━━━━━ Texte à lire

Si le jeune juif allemand Helmut Neustädter n’avait pas eu le flair, quelques jours après la Nuit de Cristal, de quitter sa ville natale direction Trieste pour embarquer sur un paquebot voguant vers Singapour, le nom de Helmut Newton ne serait sans doute jamais passé à la postérité. Après ces années d’errance à courir le monde – et les femmes – jusqu’à l’Australie, et tandis que parents et demi-frère ont quant à eux sauvé leur peau in extremis en fuyant vers l’Amérique du Sud, le photographe de mode retourne à son premier port d’attache : Berlin.
Nous sommes en 1959, aucun Mur ne bouche encore la perspective de la Porte de Brandebourg, décor que choisit l’artiste presque quarantenaire pour shooter ce trio de mannequins joyeuses, commande de la revue Costanze. Entre Newton et Condé Nast s’ouvre une longue histoire ; elle débute avec Adam, titre français du groupe, pour lequel il immortalise les night-clubs de la ville… Il y reviendra en 1962-1963, pour Vogue, au pied du Mur, cette fois.

━━━━━━━━━━

* Problème à résoudre *
Selon le texte sur Helmut Newton, qu'est-ce qui a permis à ce nom de passer à la postérité ?

━━━━━ Données enregistrées

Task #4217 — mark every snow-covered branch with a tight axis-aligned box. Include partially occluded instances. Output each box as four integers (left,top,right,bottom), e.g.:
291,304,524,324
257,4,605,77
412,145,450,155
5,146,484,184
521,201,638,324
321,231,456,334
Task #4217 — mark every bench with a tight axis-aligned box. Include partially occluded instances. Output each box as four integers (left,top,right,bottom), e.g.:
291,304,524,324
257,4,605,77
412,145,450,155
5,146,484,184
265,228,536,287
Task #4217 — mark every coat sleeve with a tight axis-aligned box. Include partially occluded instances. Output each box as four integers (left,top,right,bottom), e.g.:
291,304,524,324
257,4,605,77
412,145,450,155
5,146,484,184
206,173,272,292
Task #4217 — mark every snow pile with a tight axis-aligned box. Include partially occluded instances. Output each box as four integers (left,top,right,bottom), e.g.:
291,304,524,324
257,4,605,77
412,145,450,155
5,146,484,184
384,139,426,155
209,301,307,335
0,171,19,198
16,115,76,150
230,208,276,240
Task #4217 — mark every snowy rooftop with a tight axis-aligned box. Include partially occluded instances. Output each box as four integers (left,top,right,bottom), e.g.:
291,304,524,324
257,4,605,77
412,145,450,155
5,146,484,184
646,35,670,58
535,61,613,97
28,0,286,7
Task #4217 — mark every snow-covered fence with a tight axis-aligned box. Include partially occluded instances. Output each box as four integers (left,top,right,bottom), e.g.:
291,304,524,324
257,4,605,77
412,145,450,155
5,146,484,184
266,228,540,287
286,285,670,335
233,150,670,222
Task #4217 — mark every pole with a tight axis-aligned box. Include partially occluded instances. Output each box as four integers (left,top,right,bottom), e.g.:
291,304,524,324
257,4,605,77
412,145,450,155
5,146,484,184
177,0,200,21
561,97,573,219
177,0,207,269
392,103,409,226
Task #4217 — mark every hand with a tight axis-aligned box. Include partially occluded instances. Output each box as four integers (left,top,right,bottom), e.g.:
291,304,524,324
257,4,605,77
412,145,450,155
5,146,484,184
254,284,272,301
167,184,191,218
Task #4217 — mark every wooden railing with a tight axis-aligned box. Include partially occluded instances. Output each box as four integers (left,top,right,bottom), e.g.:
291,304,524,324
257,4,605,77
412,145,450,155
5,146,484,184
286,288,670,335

━━━━━━━━━━

* La réponse *
Le jeune Helmut Neustädter a eu le flair de quitter sa ville natale quelques jours après la Nuit de Cristal, direction Trieste, pour y embarquer sur un paquebot voguant vers Singapour. Sans ce départ, le nom de Helmut Newton ne serait sans doute jamais passé à la postérité.